Your goal:
The records below are to be transcribed in full, exactly as given.

--------------------------------------------------

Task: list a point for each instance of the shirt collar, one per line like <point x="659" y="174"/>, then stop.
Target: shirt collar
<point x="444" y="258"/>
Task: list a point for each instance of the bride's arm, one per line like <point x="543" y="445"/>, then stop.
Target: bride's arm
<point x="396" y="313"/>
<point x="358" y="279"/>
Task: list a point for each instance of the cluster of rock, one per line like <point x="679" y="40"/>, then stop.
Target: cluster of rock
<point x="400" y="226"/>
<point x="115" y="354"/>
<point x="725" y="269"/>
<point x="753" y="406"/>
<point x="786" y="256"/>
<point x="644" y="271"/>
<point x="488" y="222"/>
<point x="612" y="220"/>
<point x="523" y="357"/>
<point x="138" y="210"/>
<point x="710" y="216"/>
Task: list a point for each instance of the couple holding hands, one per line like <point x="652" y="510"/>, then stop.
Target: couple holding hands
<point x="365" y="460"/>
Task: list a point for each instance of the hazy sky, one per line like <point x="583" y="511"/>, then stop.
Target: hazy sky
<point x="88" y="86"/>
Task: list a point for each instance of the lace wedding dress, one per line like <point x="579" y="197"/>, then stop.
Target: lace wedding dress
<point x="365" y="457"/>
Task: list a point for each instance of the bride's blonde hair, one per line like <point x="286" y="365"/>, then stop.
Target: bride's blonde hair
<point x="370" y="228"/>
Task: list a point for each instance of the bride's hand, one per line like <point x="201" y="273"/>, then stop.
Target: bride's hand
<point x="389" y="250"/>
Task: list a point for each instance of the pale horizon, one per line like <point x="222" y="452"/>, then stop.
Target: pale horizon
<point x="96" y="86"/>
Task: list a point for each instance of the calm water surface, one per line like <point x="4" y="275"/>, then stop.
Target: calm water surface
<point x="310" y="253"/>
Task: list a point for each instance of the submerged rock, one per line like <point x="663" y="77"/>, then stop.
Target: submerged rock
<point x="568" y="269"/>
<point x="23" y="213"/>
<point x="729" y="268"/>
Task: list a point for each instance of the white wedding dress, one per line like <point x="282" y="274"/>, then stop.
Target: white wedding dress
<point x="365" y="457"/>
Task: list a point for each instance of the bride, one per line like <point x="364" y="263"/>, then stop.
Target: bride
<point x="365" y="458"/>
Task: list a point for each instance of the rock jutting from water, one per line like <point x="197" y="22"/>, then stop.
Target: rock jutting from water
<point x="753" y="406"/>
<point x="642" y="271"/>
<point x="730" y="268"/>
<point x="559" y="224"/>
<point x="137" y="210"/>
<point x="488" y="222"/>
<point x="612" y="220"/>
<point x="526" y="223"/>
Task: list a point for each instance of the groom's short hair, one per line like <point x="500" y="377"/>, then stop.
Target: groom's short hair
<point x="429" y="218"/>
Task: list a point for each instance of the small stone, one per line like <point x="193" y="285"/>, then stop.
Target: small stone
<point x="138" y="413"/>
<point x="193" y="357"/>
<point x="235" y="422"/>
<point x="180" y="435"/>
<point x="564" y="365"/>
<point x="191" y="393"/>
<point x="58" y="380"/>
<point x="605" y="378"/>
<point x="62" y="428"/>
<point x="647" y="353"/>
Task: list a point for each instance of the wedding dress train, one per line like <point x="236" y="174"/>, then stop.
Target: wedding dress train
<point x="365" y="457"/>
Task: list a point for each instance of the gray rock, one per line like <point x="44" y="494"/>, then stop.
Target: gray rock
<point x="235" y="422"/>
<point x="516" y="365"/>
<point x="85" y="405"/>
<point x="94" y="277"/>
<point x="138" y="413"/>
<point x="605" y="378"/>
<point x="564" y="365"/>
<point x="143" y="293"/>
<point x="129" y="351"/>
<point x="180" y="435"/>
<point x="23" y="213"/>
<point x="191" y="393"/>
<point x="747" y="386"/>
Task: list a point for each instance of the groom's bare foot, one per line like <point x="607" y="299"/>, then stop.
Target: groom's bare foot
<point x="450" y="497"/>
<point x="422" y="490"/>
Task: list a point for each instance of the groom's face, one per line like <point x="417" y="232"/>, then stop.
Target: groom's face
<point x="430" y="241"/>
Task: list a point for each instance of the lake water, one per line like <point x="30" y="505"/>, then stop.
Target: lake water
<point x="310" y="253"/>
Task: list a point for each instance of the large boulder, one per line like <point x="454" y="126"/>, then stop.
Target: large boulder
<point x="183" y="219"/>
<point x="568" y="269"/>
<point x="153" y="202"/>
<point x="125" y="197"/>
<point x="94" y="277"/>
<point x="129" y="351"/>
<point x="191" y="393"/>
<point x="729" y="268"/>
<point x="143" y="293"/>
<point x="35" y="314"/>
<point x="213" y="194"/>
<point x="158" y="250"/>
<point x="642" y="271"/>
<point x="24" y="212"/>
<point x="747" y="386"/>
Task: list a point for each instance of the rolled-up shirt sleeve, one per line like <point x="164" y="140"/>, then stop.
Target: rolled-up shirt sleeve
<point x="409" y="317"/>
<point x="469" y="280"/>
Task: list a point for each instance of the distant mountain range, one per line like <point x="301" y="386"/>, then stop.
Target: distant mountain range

--------------------------------------------------

Answer section:
Task: list a point for each instance of the shirt collar, one per line like <point x="659" y="174"/>, then stop.
Target: shirt collar
<point x="444" y="258"/>
Task: list a point for each instance of the bride's arm, one per line like <point x="543" y="445"/>, then stop.
Target: bride's arm
<point x="396" y="313"/>
<point x="358" y="279"/>
Task: list a point for each instance of the cluster of rock, one per line like <point x="679" y="40"/>, then stop.
Target: cluster of rock
<point x="400" y="226"/>
<point x="115" y="354"/>
<point x="725" y="269"/>
<point x="753" y="406"/>
<point x="786" y="256"/>
<point x="644" y="271"/>
<point x="488" y="222"/>
<point x="612" y="220"/>
<point x="523" y="357"/>
<point x="138" y="210"/>
<point x="710" y="216"/>
Task: list a point for each instance of the couple holding hands, one per line like <point x="652" y="510"/>, then stop.
Target: couple holding hands
<point x="365" y="460"/>
Task: list a point for each instance of the hazy sky, one per line like <point x="583" y="511"/>, then stop.
Target: hazy sky
<point x="88" y="86"/>
Task: list a point for each instance of the lace wedding dress, one per line like <point x="579" y="197"/>, then stop.
Target: lace wedding dress
<point x="365" y="457"/>
Task: list a point for each instance of the bride's blonde hair, one per line like <point x="286" y="365"/>, then stop.
Target: bride's blonde hair
<point x="370" y="228"/>
Task: list a point for each instance of the bride's hand, one per line like <point x="201" y="273"/>, then stop.
Target: bride's hand
<point x="389" y="250"/>
Task: list a point for each instance of the pale horizon, one per line like <point x="222" y="452"/>, then stop.
Target: pale horizon
<point x="96" y="86"/>
Task: list a point for each instance of the calm water surface, one per line like <point x="4" y="275"/>, then stop.
Target: calm water surface
<point x="310" y="253"/>
Task: list a point for each instance of the submerged rock, one per line like <point x="663" y="77"/>, then stop.
Target: submerged rock
<point x="568" y="269"/>
<point x="23" y="213"/>
<point x="729" y="268"/>
Task: list a point for each instance of the white wedding dress, one per line like <point x="282" y="274"/>, then stop.
Target: white wedding dress
<point x="365" y="457"/>
Task: list a point for each instance of the bride, one per line like <point x="364" y="263"/>, then stop.
Target: bride
<point x="365" y="458"/>
Task: list a point for each instance of the rock jutting from water, one per line like <point x="197" y="22"/>, then stop.
Target: rock jutting from water
<point x="753" y="406"/>
<point x="642" y="271"/>
<point x="730" y="268"/>
<point x="559" y="224"/>
<point x="137" y="210"/>
<point x="488" y="222"/>
<point x="612" y="220"/>
<point x="526" y="223"/>
Task: list a point for each instance of the groom's short hair, one per line like <point x="500" y="377"/>, then stop.
Target: groom's short hair
<point x="429" y="218"/>
Task: list a point for each instance of the small stone, one per line like <point x="193" y="285"/>, then stop.
Target: small stone
<point x="138" y="413"/>
<point x="193" y="357"/>
<point x="235" y="422"/>
<point x="180" y="435"/>
<point x="564" y="365"/>
<point x="191" y="393"/>
<point x="58" y="380"/>
<point x="605" y="378"/>
<point x="62" y="428"/>
<point x="647" y="353"/>
Task: list a point for each instance of the wedding dress train, one per line like <point x="236" y="174"/>, then stop.
Target: wedding dress train
<point x="365" y="457"/>
Task: list a point for each instance of the gray rock, one per line like <point x="44" y="494"/>, then stop.
Target: gray rock
<point x="235" y="422"/>
<point x="516" y="365"/>
<point x="85" y="405"/>
<point x="94" y="277"/>
<point x="138" y="413"/>
<point x="605" y="378"/>
<point x="564" y="365"/>
<point x="143" y="293"/>
<point x="129" y="351"/>
<point x="180" y="435"/>
<point x="23" y="213"/>
<point x="191" y="393"/>
<point x="747" y="386"/>
Task: list a point for each instance of the groom's bare foot, one per line like <point x="607" y="299"/>, then stop.
Target: groom's bare foot
<point x="450" y="497"/>
<point x="422" y="490"/>
Task: list a point for each instance of the groom's face, one per line like <point x="417" y="232"/>, then stop.
Target: groom's face
<point x="430" y="241"/>
Task: list a point for each instance of the lake water, one per line like <point x="30" y="505"/>, then stop.
Target: lake water
<point x="310" y="253"/>
Task: list a point for each instance of the large boulder, one per line like <point x="454" y="126"/>, then stop.
Target: large boulder
<point x="183" y="219"/>
<point x="568" y="269"/>
<point x="153" y="202"/>
<point x="125" y="197"/>
<point x="94" y="277"/>
<point x="129" y="351"/>
<point x="191" y="393"/>
<point x="729" y="268"/>
<point x="143" y="293"/>
<point x="35" y="314"/>
<point x="213" y="194"/>
<point x="158" y="250"/>
<point x="642" y="271"/>
<point x="24" y="212"/>
<point x="747" y="386"/>
Task: list a point for each instance of the rolled-up shirt sleeve, one per line like <point x="164" y="140"/>, then stop.
Target: rolled-up shirt sleeve
<point x="409" y="317"/>
<point x="469" y="280"/>
Task: list a point for each instance of the distant mountain range, one per line like <point x="301" y="386"/>, then stop.
Target: distant mountain range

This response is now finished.